EXERCISE OBJECTIVE: Render the data below as a Markdown table with the columns Line and Text, one numbered row per line and no rows for blank lines. Begin at the first line of the data and stop after the line that contains "rough mask: <svg".

Stored data:
******************************
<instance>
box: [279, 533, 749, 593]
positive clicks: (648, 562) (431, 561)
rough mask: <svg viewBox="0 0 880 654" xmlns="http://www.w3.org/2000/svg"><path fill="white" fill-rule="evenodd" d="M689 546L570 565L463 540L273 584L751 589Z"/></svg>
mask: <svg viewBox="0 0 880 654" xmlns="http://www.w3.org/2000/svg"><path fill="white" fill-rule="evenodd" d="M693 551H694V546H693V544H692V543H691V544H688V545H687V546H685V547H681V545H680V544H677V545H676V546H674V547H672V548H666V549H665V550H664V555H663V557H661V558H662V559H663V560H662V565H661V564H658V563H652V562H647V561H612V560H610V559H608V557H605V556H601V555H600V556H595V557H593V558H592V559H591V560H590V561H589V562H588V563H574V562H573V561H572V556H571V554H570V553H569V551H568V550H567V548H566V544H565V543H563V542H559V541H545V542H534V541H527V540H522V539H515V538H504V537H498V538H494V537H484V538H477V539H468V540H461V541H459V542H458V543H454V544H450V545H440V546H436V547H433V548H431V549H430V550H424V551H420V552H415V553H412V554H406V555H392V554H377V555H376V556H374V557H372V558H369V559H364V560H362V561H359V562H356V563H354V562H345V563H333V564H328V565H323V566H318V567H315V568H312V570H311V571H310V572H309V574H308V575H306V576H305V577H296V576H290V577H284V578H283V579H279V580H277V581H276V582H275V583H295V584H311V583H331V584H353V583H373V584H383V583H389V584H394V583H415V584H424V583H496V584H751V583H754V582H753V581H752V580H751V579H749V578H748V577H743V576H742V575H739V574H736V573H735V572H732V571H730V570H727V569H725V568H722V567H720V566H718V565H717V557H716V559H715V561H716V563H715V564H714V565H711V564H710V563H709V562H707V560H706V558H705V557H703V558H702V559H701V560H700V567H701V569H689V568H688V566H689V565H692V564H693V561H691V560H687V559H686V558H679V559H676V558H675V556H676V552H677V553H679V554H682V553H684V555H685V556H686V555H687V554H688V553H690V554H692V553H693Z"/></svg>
******************************
THE COMPLETED TASK:
| Line | Text |
|---|---|
| 1 | <instance> |
| 2 | box: [279, 533, 749, 593] |
| 3 | positive clicks: (648, 562) (431, 561) |
| 4 | rough mask: <svg viewBox="0 0 880 654" xmlns="http://www.w3.org/2000/svg"><path fill="white" fill-rule="evenodd" d="M689 546L570 565L463 540L273 584L751 589Z"/></svg> |